▶ **Work to be completed**:
From the news article about North Carolina's newborn screening program, copy word for word the stretch from "The NCDHHS says" through "not receive treatment.".

▶ **Document segment**:
RALEIGH, N.C. (WNCN) — Every year, the NC Department of Health and Human Services says at least 200 babies in the state are born with genetic or biochemical disorders. Those disorders are identified through newborn screening.

Now, the department hopes to catch more disorders earlier. The state announced it was adding Lysosomal Storage Disorders — Mucopolysaccharidosis Type I (MPS I) and Pompe Disease to their Newborn Screening Program.

“Newborn screening is critical for early detection and treatment of many genetic and biochemical disorders in the first few days and weeks after birth,” said Dr. Scott Shone, Director of the State Laboratory of Public Health at NCDHHS. “Before leaving the hospital, a few drops of the baby’s blood are collected on a special filter paper card and sent to the State Laboratory to help identify babies who may be at increased risk for certain health problems as early as possible.”

NCDHHS says studies have shown the importance of early identification and treatment which can be lifesaving for the most severe cases. They hope expanding treatments could provide better outcomes and an improved quality of life for newborns.

“I applaud the NC Newborn Screening Program for the addition of MPS I and Pompe disease to the state’s newborn screening panel ensuring a better quality of life for these babies and their families,” said Sharon King, member of the North Carolina Advisory Council on Rare Diseases.

According to the NCDHHS, MPS I affects parts of the body like the brain, heart, liver, eyes, and respiratory system. It often presents with no signs or symptoms at birth. Severe cases are detected in about 1 in 100,000 individuals. If untreated, the disorder could cause developmental delays, skeletal deformities, impacts to motor skills, and respiratory tract infections.

The NCDHHS says babies affected with Infantile-onset Pompe Disease (IOPD) have poor muscle development, muscle weakness, impacts to liver development, heart defects, and a failure to thrive. It can be fatal if patients do not receive treatment.

In 2021, the state added Spinal Muscular Atrophy (SMA) with X-Linked Adrenoleukodystrophy (X-ALD) added in 2022.

The NCDHHS Newborn Screening Follow-up Program in the Division of Child and Family Wellbeing and in partnership with the UNC Division of Genetics & Metabolism ensures babies identified with abnormal newborn screening results receive follow-up care and referrals to the appropriate medical specialists.

▶ **Information**:
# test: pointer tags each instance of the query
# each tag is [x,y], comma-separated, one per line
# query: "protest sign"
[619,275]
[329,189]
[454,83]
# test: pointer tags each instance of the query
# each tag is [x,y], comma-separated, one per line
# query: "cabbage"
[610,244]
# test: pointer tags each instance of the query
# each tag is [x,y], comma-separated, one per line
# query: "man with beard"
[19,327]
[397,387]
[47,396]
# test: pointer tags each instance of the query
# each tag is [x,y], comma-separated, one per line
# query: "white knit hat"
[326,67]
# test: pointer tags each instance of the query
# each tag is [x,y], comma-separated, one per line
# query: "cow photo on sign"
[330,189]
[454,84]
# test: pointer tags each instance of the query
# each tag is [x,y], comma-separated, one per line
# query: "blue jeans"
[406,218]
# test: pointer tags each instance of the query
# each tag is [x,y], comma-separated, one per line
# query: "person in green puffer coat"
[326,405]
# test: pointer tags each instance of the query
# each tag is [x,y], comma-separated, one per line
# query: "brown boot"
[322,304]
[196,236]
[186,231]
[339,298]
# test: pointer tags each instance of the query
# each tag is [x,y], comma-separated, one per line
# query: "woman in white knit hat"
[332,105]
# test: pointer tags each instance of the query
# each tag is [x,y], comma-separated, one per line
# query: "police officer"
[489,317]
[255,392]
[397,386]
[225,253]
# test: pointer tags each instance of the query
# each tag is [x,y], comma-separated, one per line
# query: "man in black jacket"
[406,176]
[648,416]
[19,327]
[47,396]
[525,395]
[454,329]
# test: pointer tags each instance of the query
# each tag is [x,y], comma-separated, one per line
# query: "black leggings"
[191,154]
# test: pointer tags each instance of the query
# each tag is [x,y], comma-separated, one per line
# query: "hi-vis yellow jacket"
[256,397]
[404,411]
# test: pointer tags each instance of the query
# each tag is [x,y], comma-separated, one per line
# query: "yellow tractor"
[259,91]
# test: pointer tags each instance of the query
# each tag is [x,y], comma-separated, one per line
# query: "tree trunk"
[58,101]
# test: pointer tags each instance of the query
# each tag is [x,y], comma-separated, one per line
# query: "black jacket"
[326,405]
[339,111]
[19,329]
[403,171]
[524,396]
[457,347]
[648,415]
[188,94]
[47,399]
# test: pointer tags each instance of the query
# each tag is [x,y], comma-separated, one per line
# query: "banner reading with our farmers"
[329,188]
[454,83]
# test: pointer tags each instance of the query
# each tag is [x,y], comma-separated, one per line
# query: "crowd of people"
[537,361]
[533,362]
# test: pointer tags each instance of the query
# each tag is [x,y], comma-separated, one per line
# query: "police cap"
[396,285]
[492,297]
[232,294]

▶ **Result of the task**:
The NCDHHS says babies affected with Infantile-onset Pompe Disease (IOPD) have poor muscle development, muscle weakness, impacts to liver development, heart defects, and a failure to thrive. It can be fatal if patients do not receive treatment.